------ Provided data
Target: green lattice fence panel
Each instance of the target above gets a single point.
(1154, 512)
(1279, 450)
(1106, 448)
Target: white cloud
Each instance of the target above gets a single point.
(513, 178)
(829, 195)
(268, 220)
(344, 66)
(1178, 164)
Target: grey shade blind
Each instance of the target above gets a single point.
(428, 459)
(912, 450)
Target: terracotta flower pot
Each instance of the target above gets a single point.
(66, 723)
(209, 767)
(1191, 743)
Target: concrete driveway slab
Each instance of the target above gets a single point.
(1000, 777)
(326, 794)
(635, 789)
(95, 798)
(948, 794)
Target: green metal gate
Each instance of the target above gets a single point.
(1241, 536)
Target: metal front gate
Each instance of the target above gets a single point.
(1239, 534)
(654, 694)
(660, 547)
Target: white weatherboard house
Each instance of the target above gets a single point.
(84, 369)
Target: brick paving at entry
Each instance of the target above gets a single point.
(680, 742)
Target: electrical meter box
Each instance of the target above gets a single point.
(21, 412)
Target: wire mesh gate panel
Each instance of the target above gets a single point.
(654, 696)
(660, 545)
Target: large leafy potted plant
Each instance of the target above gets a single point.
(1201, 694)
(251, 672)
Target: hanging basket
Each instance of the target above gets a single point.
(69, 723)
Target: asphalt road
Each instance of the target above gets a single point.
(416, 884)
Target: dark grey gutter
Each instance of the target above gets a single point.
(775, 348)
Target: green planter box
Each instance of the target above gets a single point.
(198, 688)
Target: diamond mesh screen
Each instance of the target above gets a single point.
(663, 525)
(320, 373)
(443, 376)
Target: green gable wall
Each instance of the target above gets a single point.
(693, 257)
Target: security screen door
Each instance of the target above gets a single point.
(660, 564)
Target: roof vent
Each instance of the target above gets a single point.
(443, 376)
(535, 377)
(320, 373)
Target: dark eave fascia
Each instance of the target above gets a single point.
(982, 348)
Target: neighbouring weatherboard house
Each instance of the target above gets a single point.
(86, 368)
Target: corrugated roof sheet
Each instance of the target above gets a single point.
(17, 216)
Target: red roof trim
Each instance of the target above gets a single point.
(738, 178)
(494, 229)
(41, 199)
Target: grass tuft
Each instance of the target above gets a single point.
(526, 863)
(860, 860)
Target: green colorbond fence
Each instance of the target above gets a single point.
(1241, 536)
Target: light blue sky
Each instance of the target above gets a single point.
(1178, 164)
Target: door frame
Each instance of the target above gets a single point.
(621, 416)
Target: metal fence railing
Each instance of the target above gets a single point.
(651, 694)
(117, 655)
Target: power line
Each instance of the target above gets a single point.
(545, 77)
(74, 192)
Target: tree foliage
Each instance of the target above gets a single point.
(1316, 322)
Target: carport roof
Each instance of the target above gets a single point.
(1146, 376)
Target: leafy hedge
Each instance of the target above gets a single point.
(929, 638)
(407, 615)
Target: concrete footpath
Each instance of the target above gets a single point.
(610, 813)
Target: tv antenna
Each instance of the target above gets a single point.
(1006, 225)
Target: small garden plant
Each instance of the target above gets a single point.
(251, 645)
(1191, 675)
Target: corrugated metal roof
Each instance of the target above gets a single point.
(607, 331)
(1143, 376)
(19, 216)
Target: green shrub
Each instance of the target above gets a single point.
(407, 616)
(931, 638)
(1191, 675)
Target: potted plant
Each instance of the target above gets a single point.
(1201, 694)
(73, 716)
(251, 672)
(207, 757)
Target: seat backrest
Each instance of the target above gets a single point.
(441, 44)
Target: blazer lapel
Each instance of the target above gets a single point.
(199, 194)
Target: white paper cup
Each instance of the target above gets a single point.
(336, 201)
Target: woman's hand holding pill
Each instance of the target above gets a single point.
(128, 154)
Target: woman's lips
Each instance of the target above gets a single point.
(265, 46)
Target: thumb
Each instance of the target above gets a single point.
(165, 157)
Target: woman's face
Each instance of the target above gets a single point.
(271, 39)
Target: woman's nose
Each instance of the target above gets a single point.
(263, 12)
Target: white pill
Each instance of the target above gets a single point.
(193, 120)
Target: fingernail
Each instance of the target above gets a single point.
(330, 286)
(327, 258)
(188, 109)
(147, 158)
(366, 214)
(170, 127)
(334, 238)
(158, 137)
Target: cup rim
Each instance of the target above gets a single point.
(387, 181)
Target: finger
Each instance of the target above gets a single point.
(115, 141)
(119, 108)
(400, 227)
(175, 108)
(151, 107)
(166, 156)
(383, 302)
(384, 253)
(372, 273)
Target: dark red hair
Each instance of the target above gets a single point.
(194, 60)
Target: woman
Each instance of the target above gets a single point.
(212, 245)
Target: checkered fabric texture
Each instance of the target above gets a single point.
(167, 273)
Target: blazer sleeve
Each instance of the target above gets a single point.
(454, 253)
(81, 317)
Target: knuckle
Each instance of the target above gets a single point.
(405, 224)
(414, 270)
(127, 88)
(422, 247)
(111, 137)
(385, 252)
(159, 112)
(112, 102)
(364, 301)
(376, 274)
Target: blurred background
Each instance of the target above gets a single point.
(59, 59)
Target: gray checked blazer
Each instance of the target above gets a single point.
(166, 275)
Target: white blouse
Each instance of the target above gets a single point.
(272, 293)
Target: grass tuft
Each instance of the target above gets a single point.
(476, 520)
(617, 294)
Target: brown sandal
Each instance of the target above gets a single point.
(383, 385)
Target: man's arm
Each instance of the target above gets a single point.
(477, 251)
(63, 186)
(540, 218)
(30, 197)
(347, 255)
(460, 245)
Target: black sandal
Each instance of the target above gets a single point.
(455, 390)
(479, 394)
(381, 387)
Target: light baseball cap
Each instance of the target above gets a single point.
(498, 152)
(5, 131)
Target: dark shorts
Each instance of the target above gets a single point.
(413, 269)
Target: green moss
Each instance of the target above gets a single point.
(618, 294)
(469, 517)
------------
* **Short exercise**
Leave out every line before the one containing "Target: dark red hair"; set down that line and all remaining lines of the material exactly.

* **Answer in full**
Target: dark red hair
Each instance of the target above gets a single point.
(194, 60)
Target: woman
Each instance of the target above gets a single point.
(212, 245)
Target: checkered fabric texture
Each instance of the target above gets a single point.
(167, 273)
Target: blazer sleeve
Each instance of the target above gets a single point.
(454, 253)
(81, 317)
Target: knuckle
Each instance of the target above gets a single point.
(405, 224)
(414, 270)
(127, 88)
(422, 247)
(111, 137)
(385, 252)
(159, 112)
(112, 102)
(364, 301)
(376, 274)
Target: blurred background
Each instance of the target above gets a single point.
(59, 59)
Target: gray checked blazer
Each instance of the target above gets a single point.
(166, 275)
Target: white blouse
Each instance of the target above gets a single point.
(272, 293)
Target: grass tuft
Each instance of the target above gets a single point.
(476, 520)
(617, 294)
Target: brown sandal
Each instance of the target above gets a single point.
(383, 385)
Target: man's arm
Each instance of the target above gets a single point.
(477, 251)
(63, 186)
(540, 218)
(30, 197)
(347, 255)
(460, 245)
Target: black sandal
Each instance of the target above gets a single point.
(455, 390)
(479, 394)
(381, 387)
Target: light baseball cap
Each instance of the target above gets a single point.
(498, 152)
(5, 131)
Target: dark shorts
Each instance of the target above gets a single point.
(413, 269)
Target: green moss
Each instance of the target above gets a single point.
(618, 294)
(469, 517)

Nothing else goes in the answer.